_Given instruction:_ Translate this sentence from the GCC patch message into Spanish: "In looking at support for load vector pair and store vector pair for the PowerPC in GCC, I noticed that we were missing a print_operand output modifier if you are dealing with vector pairs to print the 2nd register in the vector pair."

PR target/112886, Add %S<n> to print_operand for vector pair support

Message ID ZZiAHl_TMOICKNPx@cowardly-lion.the-meissners.org
State Accepted
Headers
Series PR target/112886, Add %S<n> to print_operand for vector pair support |

Checks

Context Check Description
snail/gcc-patch-check success Github commit url

Commit Message

Michael Meissner Jan. 5, 2024, 10:18 p.m. UTC
  In looking at support for load vector pair and store vector pair for the
PowerPC in GCC, I noticed that we were missing a print_operand output modifier
if you are dealing with vector pairs to print the 2nd register in the vector
pair.

If the instruction inside of the asm used the Altivec encoding, then we could
use the %L<n> modifier:

	__vector_pair *p, *q, *r;
	// ...

Position annotation records
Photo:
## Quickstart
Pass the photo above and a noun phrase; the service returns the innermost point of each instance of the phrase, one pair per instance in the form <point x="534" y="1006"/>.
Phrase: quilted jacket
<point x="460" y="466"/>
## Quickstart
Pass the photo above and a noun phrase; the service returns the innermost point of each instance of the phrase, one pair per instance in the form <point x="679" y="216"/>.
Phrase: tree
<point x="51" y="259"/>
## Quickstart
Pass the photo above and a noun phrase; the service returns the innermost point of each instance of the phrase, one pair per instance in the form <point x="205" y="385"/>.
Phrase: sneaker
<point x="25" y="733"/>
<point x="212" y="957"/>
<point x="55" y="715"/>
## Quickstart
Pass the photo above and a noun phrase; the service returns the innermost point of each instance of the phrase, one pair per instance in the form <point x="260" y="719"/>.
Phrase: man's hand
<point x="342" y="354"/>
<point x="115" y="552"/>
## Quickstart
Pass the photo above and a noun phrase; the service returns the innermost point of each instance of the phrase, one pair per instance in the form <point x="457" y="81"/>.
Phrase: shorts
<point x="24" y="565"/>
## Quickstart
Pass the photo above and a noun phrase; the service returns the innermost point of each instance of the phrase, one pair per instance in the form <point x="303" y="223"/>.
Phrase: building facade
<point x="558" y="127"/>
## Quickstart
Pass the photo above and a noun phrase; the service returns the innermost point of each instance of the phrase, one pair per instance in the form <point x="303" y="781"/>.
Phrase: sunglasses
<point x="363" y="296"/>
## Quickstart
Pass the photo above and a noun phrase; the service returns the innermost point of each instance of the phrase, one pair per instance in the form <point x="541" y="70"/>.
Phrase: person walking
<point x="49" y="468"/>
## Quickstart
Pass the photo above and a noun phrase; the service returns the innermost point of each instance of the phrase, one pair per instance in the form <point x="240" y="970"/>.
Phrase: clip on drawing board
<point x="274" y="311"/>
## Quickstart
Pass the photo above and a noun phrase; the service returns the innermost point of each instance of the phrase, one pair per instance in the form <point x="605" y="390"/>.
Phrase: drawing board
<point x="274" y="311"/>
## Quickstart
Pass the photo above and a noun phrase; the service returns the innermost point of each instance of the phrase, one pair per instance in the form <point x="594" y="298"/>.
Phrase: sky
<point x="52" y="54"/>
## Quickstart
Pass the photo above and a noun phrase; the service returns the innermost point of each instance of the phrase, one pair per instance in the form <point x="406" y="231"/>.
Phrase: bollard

_Answer for this exercise:_ Al revisar el soporte de load vector pair y store vector pair para PowerPC en GCC, noté que nos faltaba un modificador de salida de print_operand para imprimir el segundo registro del par de vectores cuando se trabaja con pares de vectores.